*YOUR OBJECTIVE*. Reproduce the material from the line with "of the rippled" through the end of the material, swapping "weathered boulder" for "granite boulder" and leaving all else unchanged.

*PROVIDED MATERIAL*.
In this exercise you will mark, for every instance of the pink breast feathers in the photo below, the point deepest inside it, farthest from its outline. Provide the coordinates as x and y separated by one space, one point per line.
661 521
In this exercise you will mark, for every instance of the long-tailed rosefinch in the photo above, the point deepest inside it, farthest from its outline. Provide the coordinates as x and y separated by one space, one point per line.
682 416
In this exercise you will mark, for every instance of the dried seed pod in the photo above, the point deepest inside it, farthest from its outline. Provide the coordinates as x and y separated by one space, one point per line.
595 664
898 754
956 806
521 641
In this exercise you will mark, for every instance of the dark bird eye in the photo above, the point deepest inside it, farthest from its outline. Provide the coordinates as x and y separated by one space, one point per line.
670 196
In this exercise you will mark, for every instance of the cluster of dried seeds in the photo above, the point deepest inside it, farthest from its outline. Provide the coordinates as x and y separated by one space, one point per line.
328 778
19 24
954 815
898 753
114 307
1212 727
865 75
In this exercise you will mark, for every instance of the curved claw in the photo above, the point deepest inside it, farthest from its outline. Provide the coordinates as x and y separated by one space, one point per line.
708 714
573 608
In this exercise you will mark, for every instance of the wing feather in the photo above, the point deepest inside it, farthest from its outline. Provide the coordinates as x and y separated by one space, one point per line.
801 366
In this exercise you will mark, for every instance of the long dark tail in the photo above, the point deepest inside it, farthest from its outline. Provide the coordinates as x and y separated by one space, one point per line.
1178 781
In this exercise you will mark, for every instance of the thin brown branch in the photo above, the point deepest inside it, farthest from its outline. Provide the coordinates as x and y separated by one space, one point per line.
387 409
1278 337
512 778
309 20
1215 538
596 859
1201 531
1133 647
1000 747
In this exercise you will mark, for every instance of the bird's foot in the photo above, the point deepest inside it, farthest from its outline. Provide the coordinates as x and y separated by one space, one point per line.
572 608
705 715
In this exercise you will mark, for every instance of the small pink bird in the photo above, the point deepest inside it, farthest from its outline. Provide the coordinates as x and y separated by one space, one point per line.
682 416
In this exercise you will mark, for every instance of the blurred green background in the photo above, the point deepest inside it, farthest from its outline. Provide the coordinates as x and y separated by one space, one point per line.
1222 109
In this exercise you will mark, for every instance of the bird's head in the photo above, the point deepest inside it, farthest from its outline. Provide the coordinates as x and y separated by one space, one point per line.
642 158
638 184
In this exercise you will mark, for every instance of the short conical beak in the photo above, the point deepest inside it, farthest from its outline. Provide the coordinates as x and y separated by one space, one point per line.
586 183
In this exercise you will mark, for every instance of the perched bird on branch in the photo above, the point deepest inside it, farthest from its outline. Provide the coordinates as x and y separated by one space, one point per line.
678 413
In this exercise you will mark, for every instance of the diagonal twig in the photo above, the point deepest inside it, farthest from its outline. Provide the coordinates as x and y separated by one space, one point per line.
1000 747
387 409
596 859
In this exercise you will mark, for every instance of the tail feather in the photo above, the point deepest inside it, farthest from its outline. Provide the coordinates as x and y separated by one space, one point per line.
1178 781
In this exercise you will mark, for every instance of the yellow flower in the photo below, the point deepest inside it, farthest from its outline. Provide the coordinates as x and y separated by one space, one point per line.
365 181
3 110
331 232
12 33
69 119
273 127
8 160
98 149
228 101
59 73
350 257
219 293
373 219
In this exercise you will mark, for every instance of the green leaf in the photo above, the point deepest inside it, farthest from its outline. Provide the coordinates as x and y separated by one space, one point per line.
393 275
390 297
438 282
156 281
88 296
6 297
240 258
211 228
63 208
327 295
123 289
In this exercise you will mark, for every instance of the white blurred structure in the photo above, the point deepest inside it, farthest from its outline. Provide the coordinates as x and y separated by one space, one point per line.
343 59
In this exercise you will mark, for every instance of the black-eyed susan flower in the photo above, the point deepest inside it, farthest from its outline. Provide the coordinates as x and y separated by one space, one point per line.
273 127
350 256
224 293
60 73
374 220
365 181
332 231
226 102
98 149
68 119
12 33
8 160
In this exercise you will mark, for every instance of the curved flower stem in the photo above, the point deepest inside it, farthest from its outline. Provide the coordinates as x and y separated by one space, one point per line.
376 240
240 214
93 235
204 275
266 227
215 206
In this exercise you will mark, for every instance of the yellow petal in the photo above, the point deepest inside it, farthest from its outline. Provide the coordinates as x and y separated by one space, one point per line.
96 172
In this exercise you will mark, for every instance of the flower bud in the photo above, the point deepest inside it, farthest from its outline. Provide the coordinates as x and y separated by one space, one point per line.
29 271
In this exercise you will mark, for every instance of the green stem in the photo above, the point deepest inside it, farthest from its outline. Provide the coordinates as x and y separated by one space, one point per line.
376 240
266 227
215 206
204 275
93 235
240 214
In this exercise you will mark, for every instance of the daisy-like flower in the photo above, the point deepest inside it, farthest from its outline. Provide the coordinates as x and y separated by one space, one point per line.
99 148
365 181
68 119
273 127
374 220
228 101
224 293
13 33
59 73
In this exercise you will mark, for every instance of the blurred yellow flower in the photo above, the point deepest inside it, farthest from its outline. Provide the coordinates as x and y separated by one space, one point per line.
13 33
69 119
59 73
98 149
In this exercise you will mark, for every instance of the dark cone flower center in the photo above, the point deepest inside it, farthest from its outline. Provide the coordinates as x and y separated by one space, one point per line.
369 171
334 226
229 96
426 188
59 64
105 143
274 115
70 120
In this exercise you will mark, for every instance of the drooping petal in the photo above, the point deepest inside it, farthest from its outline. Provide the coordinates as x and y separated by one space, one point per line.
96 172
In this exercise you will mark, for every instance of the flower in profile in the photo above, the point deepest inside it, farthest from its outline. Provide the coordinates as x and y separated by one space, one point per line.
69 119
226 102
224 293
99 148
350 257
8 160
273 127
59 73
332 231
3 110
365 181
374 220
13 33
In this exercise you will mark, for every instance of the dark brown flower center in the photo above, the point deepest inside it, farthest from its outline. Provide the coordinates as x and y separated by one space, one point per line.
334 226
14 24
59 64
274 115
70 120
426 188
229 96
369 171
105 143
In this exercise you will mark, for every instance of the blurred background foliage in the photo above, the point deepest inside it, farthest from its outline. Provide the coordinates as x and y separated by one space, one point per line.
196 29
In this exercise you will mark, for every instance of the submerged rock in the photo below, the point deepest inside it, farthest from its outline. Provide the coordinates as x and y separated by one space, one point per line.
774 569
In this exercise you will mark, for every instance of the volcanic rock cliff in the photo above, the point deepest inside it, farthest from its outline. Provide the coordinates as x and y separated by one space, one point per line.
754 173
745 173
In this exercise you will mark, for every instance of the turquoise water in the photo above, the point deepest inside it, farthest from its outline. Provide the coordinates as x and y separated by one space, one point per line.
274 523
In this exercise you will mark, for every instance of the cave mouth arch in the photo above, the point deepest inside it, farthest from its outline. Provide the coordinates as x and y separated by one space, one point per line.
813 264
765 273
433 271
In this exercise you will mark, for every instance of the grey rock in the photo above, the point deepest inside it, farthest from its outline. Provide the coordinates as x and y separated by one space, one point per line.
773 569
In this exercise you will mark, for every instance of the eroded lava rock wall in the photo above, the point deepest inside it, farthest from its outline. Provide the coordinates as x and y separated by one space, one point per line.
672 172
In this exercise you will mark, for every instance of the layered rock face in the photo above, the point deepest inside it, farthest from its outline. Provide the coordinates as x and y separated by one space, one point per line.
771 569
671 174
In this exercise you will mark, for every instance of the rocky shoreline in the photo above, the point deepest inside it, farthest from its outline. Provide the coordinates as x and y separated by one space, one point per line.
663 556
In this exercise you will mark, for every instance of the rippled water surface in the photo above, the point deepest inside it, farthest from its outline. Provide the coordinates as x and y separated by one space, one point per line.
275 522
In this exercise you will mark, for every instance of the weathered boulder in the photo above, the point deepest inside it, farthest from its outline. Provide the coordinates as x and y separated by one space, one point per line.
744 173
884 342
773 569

*FINISHED ANSWER*.
In this exercise you will mark, for every instance of the rippled water surface in the photo above, the point deepest inside it, farthest from its outline. Provide the coordinates as x and y separated by one space, one point per line.
275 522
In this exercise you will mark, for every instance of the granite boulder in the photo above, the point deepest inside it, farthest from its outline. Provide the coordinates as x and y separated by one space, one point per line.
744 173
884 342
773 569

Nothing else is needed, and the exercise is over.